## Exercise requirements
**a.** Rewrite the fuel-price article starting at "Germany limits fuel" and ending at "(фото - EPA)", replacing "once a day" with "one time per day".
**b.** Name every country mentioned in the fuel-price article.

The Bundestag backed a "one price increase per day" rule for gas stations — a reaction to an oil-market shock after the escalation in the Middle East. We break down why this matters for logistics, inflation and Ukrainian carriers.

Tetiana Suchkova-Ladik

By Tetiana Suchkova-Ladik

March 26, 2026 · 2 min read

Germany limits fuel price increases to once a day — what it means for Europe and Ukraine
Табло автозаправної станції у Шпаєрі, Німеччина, 25 березня 2026 року (фото - EPA)

Key points of the decision

On Thursday, March 26, the German Bundestag approved provisional measures that limit petrol stations' ability to raise fuel prices — no more than one increase per day, and only at noon. The initiative, reported by Reuters and DW, follows Austria's practice; violations carry fines of up to €100,000. If the Bundesrat supports the bill, it will take effect at the beginning of April.

(Records from a collection)

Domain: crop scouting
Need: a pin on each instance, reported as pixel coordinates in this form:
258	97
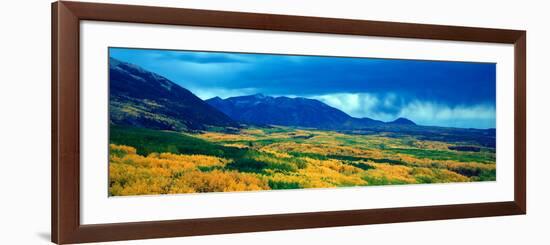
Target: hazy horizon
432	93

==

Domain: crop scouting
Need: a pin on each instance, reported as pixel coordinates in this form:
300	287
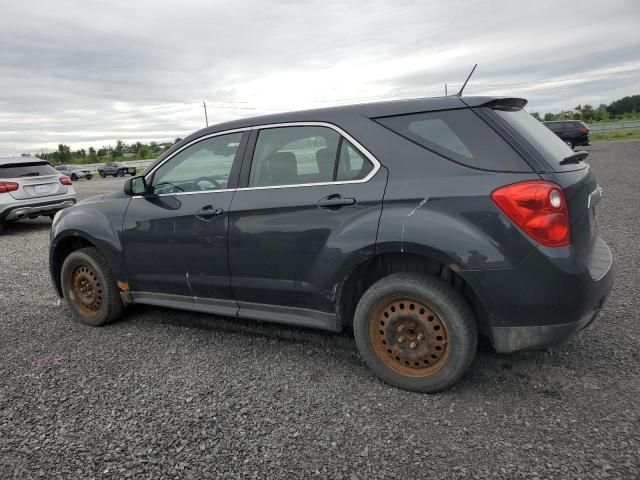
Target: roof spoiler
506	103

## Responses to the exercise
**a.**
Germany limits fuel price increases to one time per day — what it means for Europe and Ukraine
Табло автозаправної станції у Шпаєрі, Німеччина, 25 березня 2026 року (фото - EPA)

**b.** Germany, Ukraine, Austria